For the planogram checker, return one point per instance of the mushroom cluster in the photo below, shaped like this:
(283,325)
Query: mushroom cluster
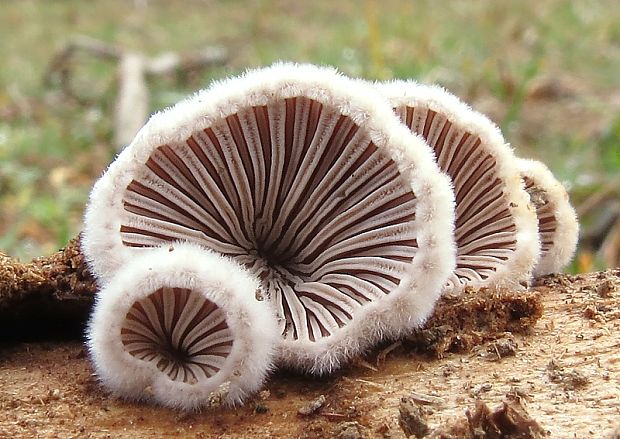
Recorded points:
(295,217)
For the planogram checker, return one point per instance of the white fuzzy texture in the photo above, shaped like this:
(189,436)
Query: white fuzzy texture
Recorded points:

------------------------------------------------------------

§ Task prompt:
Output the records above exactly; leave out the pictures.

§ Result for this exercise:
For the planogram checker, return one point per instance of the mushroom cluster in the photo below, shaped like this:
(283,325)
Query: mushroom cluster
Recorded points:
(295,217)
For the planogram checker, return one point per instance of the white fuzzy texture in the photo above, shaped like this:
(189,436)
Query: white fuzzy texture
Recorded points:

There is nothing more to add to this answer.